Segment Open

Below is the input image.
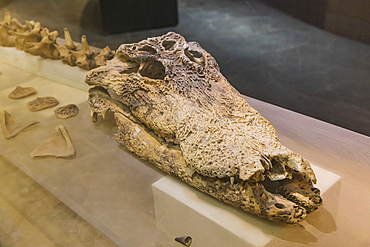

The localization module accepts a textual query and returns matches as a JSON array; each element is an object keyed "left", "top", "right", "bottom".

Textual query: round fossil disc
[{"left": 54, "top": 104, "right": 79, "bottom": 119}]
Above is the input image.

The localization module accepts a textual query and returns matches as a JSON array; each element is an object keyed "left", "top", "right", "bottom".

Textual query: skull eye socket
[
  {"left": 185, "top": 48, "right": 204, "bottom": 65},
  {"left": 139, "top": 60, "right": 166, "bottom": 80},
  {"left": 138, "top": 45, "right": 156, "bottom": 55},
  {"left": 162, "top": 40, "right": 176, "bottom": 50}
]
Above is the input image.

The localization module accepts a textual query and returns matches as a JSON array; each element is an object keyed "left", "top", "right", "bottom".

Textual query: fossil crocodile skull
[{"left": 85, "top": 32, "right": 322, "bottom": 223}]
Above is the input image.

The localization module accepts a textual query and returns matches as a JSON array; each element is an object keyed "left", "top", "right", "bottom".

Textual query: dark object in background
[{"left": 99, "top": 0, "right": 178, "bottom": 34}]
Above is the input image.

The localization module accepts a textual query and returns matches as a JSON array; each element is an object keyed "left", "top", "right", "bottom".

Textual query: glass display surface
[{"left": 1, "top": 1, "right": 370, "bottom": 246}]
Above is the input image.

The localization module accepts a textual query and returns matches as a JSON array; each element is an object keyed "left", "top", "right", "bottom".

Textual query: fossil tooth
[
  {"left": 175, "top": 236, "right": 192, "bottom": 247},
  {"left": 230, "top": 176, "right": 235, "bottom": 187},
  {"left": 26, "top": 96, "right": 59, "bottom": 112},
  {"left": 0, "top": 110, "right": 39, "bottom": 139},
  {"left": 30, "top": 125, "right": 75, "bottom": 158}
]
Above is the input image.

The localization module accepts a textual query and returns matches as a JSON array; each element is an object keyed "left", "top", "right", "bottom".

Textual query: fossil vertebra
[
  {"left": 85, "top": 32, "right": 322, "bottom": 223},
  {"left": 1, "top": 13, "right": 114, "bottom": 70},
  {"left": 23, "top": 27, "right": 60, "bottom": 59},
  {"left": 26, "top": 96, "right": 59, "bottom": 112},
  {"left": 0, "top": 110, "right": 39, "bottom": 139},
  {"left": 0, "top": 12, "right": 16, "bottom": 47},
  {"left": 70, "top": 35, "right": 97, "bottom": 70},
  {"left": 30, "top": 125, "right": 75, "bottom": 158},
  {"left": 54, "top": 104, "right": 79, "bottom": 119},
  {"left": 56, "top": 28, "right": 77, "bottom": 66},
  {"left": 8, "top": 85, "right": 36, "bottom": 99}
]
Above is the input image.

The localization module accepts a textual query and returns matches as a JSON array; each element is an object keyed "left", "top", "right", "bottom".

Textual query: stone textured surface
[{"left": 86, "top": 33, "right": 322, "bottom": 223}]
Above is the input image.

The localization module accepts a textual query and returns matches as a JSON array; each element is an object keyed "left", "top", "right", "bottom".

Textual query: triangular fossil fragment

Segment Closed

-- Problem requirements --
In the copy, include no pictures, but repeat the listing exactly.

-- Problem solution --
Below is the input image.

The localization module accepts a textual query and returns matches as a JSON array; each element is an object keyed "left", "top", "right", "bottom".

Textual query: round fossil disc
[{"left": 54, "top": 104, "right": 79, "bottom": 119}]
Above is the input image.

The localization module accepts a textual query and returns matches as a JSON array; each element is an object keyed "left", "top", "right", "bottom".

Textual query: skull eye socket
[
  {"left": 185, "top": 48, "right": 204, "bottom": 65},
  {"left": 139, "top": 60, "right": 166, "bottom": 80},
  {"left": 138, "top": 45, "right": 156, "bottom": 55},
  {"left": 162, "top": 40, "right": 176, "bottom": 50}
]
Above is the input image.

The localization module accepts a textual query and returns matches as a JSON array; each element is an object keyed "left", "top", "right", "bottom".

Textual query: fossil crocodile skull
[{"left": 85, "top": 32, "right": 322, "bottom": 223}]
Above is the input image.

The localization module accepts a textual query and returns matches as a JSON array; each element is an object keyed "left", "top", "right", "bottom".

Textual query: dark object in background
[{"left": 99, "top": 0, "right": 178, "bottom": 34}]
Above is the input image.

The localization module accepts a textual query and returns matches as a JSON array; each element is an object keyed "left", "top", "right", "bottom".

Textual query: glass display surface
[{"left": 1, "top": 1, "right": 370, "bottom": 246}]
Above is the input image.

The localization module accepts a textual query and returns matches as a JSON array; each element is an object keyed "left", "top", "right", "bottom".

Textual query: fossil tooth
[
  {"left": 175, "top": 236, "right": 192, "bottom": 247},
  {"left": 230, "top": 176, "right": 235, "bottom": 187},
  {"left": 26, "top": 96, "right": 59, "bottom": 112},
  {"left": 0, "top": 110, "right": 39, "bottom": 139},
  {"left": 30, "top": 125, "right": 75, "bottom": 158}
]
Above is the input image.

The localization module accepts a textual query and returns matches as a JSON array; each element is an object keyed "left", "top", "right", "bottom".

Textual query: fossil vertebra
[
  {"left": 85, "top": 32, "right": 322, "bottom": 223},
  {"left": 1, "top": 13, "right": 114, "bottom": 70},
  {"left": 23, "top": 27, "right": 60, "bottom": 59},
  {"left": 26, "top": 96, "right": 59, "bottom": 112},
  {"left": 0, "top": 110, "right": 39, "bottom": 139},
  {"left": 0, "top": 12, "right": 16, "bottom": 47},
  {"left": 70, "top": 35, "right": 97, "bottom": 70},
  {"left": 30, "top": 125, "right": 75, "bottom": 158},
  {"left": 54, "top": 104, "right": 79, "bottom": 119},
  {"left": 56, "top": 28, "right": 77, "bottom": 66},
  {"left": 8, "top": 85, "right": 36, "bottom": 99}
]
Above is the input image.

The localization module accepts a textual query and returns matches as a JSON array; each element is an object keyed "left", "top", "right", "bottom".

Textual query: stone textured surface
[{"left": 86, "top": 33, "right": 322, "bottom": 223}]
Above is the input image.

The localization module accepts a textual query and returns matches as a JSON array; each element is an object keyed "left", "top", "right", "bottom".

Textual query: triangular fossil fragment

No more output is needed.